Rewrite the items below with every "outline" swapped for "contour" and nothing else altered.

** START **

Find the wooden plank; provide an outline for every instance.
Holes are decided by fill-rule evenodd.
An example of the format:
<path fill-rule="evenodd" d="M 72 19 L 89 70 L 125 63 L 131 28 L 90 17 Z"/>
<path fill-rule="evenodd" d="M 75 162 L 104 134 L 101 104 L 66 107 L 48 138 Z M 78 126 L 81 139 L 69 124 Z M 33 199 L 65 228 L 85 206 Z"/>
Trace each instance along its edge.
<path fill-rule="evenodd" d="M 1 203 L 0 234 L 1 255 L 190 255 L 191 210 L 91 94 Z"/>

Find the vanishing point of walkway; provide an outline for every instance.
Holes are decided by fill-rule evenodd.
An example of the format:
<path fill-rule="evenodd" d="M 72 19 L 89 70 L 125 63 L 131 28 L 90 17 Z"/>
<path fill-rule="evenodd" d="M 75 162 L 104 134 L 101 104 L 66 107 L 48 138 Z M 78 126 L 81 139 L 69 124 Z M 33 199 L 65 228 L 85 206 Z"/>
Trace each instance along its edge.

** END **

EXERCISE SOLUTION:
Find the wooden plank; provide an contour for every instance.
Holes are decided by fill-rule evenodd.
An example of the format:
<path fill-rule="evenodd" d="M 72 19 L 89 70 L 125 63 L 131 28 L 90 17 Z"/>
<path fill-rule="evenodd" d="M 75 162 L 104 134 L 101 104 L 66 107 L 48 138 Z M 78 126 L 81 139 L 69 124 Z M 33 199 L 65 228 L 85 206 Z"/>
Trace each instance along its edge.
<path fill-rule="evenodd" d="M 1 203 L 0 234 L 1 255 L 190 255 L 191 210 L 91 94 Z"/>

Find the vanishing point of walkway; provide an contour for every instance.
Holes are decided by fill-rule evenodd.
An example of the format:
<path fill-rule="evenodd" d="M 72 19 L 89 70 L 125 63 L 131 28 L 90 17 Z"/>
<path fill-rule="evenodd" d="M 75 162 L 104 134 L 101 104 L 66 107 L 48 138 Z M 78 126 L 81 139 L 69 124 Z M 33 199 L 65 228 L 85 206 Z"/>
Trace each instance along its edge.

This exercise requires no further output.